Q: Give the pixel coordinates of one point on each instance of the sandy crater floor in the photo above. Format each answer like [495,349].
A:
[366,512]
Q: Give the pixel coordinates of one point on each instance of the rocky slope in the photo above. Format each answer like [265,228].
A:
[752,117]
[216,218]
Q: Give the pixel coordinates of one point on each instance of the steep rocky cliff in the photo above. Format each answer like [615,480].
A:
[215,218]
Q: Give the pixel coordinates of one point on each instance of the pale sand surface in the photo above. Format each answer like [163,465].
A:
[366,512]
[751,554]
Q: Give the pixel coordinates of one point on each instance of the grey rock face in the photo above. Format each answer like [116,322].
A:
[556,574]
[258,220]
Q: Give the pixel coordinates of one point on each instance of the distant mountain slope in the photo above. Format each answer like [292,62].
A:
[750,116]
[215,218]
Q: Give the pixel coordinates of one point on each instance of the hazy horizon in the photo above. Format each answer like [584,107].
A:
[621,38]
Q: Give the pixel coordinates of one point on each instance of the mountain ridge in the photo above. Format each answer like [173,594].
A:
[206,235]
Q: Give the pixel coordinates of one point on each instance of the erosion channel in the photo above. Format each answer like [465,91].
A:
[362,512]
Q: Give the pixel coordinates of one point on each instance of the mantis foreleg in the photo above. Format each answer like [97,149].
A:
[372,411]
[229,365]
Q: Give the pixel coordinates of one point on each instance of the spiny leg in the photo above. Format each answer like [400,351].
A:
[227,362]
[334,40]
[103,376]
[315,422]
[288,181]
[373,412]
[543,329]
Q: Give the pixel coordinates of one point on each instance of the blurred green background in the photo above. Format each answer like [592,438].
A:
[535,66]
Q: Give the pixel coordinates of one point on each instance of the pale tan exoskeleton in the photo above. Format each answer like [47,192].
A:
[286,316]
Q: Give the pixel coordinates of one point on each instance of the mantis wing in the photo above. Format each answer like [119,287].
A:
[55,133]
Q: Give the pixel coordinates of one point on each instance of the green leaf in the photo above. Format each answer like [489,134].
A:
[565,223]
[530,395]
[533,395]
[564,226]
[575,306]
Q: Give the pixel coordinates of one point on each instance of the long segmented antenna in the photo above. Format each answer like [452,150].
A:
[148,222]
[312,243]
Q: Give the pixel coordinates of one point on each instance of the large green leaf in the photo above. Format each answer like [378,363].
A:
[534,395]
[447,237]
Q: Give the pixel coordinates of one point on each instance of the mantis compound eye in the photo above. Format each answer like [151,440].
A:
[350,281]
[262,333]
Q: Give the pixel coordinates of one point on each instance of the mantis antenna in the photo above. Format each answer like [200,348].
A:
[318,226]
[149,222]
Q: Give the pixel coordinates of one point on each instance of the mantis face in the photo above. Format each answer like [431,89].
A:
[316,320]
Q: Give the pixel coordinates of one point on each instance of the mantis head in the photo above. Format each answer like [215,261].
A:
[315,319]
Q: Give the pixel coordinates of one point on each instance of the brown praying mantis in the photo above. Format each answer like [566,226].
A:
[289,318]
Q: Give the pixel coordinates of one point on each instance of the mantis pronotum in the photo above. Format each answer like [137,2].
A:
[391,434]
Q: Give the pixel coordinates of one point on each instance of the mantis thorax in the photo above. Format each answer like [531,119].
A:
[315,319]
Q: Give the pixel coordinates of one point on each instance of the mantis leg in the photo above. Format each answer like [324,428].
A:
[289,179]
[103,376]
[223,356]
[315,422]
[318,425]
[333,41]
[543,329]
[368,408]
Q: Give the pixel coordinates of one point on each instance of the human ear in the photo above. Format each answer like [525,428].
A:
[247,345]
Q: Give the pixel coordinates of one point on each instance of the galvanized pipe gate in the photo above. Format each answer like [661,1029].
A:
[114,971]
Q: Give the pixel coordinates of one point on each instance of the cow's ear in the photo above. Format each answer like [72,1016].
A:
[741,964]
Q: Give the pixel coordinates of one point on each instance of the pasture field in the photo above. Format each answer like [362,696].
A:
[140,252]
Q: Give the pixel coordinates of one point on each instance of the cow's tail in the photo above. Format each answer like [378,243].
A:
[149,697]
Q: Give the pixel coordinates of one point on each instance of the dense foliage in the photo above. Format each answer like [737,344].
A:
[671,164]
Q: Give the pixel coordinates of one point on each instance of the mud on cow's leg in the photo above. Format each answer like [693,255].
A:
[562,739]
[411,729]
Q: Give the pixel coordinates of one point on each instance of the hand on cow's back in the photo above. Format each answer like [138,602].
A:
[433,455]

★ ★ ★ ★

- _AIM_: Rewrite all the lines above as a JSON list of strings, one string per line, with any blank lines left out.

- _FULL OUTPUT_:
[
  "Q: Give the pixel coordinates of one point on each instance of the sandy crater floor in the photo above. Format each answer like [495,349].",
  "A:",
  "[366,512]",
  "Q: Give the pixel coordinates of one point on each instance of the rocky slope in the photo above. Format each answer like [265,228].",
  "A:",
  "[752,117]",
  "[216,218]",
  "Q: Give the pixel coordinates of one point on each instance of the steep rocky cliff in the photo above. Format each answer like [615,480].",
  "A:",
  "[215,218]",
  "Q: Give the pixel coordinates of one point on each instance of the pale sand surface in the photo above. Format each answer like [163,465].",
  "A:",
  "[366,512]",
  "[751,554]",
  "Q: Give the pixel coordinates of one point on each instance of the grey rock face in the photo above. Format each answer like [116,322].",
  "A:",
  "[556,574]",
  "[258,220]",
  "Q: Give the pixel coordinates of one point on each instance of the distant mountain slope in the photo above. Format each answer like [292,62].",
  "A:",
  "[750,116]",
  "[215,218]",
  "Q: Give the pixel coordinates of one point on each instance of the hazy horizon in the photo above. Format each answer like [584,107].",
  "A:",
  "[621,38]",
  "Q: Give the pixel coordinates of one point on each instance of the mountain ridge in the photo above. Format each answer like [173,594].",
  "A:",
  "[206,235]",
  "Q: Give the pixel coordinates of one point on each instance of the erosion channel in the photo above. Format each answer like [465,91].",
  "A:",
  "[362,512]",
  "Q: Give the pixel coordinates of one point on each instance of the mantis foreleg in the photo above. Format each answer like [97,149].",
  "A:",
  "[372,411]",
  "[229,365]",
  "Q: Give the pixel coordinates of one point on each instance of the spiny leg in the photo above. Format each answer like [400,351].",
  "A:",
  "[227,362]",
  "[334,40]",
  "[103,376]",
  "[315,422]",
  "[288,181]",
  "[373,412]",
  "[543,329]",
  "Q: Give the pixel coordinates of one point on each instance of the blurred green background in the photo above. Format each answer like [592,438].",
  "A:",
  "[535,66]",
  "Q: Give the pixel coordinates of one point on each instance of the pale tan exoskeleton in the photo above. Format each answer like [47,192].",
  "A:",
  "[286,316]",
  "Q: Give the pixel coordinates of one point on each instance of the mantis wing in the photo above. Format each answer like [119,287].",
  "A:",
  "[55,133]",
  "Q: Give the pixel coordinates of one point on each instance of the green leaf in the photo above. Format each answer like [489,134].",
  "A:",
  "[565,223]",
  "[530,395]",
  "[533,395]",
  "[564,226]",
  "[575,306]",
  "Q: Give the pixel coordinates of one point on each instance of the long segmented antenna in the photo above. Format each answer like [452,150].",
  "A:",
  "[148,222]",
  "[312,243]",
  "Q: Give the pixel coordinates of one point on each instance of the large green leaf in the photo above. Format each answer like [378,363].",
  "A:",
  "[534,395]",
  "[447,237]",
  "Q: Give the pixel coordinates of one point on each instance of the mantis compound eye in the photo above. Format each answer like [151,440].",
  "A:",
  "[350,281]",
  "[262,333]",
  "Q: Give the pixel coordinates of one point on each instance of the mantis antenna in the photo above. Format each answer like [200,348].",
  "A:",
  "[318,226]",
  "[149,222]",
  "Q: Give the pixel coordinates of one point on each instance of the mantis face in the photo above. Format each answer like [431,89].",
  "A:",
  "[316,320]",
  "Q: Give the pixel coordinates of one point on each instance of the mantis head in the photo above. Format each answer like [215,261].",
  "A:",
  "[315,319]",
  "Q: Give the pixel coordinates of one point on each instance of the brown praying mantis in the photo above. Format each answer like [566,226].",
  "A:",
  "[289,318]",
  "Q: Give the pixel coordinates of one point on each instance of the mantis pronotum in the photo above. Format each answer like [137,2].",
  "A:",
  "[391,434]",
  "Q: Give the pixel coordinates of one point on each instance of the mantis thorax in the photo above. Format each answer like [531,119].",
  "A:",
  "[315,319]",
  "Q: Give the pixel coordinates of one point on each instance of the mantis leg in the photo above. Format each answer like [324,428].",
  "A:",
  "[289,179]",
  "[103,376]",
  "[223,356]",
  "[315,422]",
  "[318,425]",
  "[333,41]",
  "[543,329]",
  "[368,408]",
  "Q: Give the pixel coordinates of one point on each instance of the human ear in the photo above. Format each answer like [525,428].",
  "A:",
  "[247,345]",
  "Q: Give the pixel coordinates of one point on each instance of the galvanized pipe gate in the photo above. Format each answer like [661,1029].",
  "A:",
  "[114,971]",
  "Q: Give the pixel coordinates of one point on each instance of the cow's ear in the photo above. Format each answer like [72,1016].",
  "A:",
  "[741,964]",
  "Q: Give the pixel coordinates of one point on each instance of the pasture field in the photo above. Format each answer like [362,696].",
  "A:",
  "[140,252]",
  "Q: Give the pixel coordinates of one point on each instance of the cow's tail in the photo above. Format each answer like [378,243].",
  "A:",
  "[149,697]",
  "Q: Give the pixel coordinates of one point on each instance of the dense foliage in the photo above. Format each answer like [737,344].",
  "A:",
  "[671,164]",
  "Q: Give the pixel coordinates of one point on each instance of the mud on cow's leg in the photo above. Format each answer like [693,255].",
  "A:",
  "[562,739]",
  "[411,729]",
  "Q: Give the pixel coordinates of one point on each instance of the hand on cow's back in the photo above. Format each answer like [138,602].",
  "A:",
  "[433,455]"
]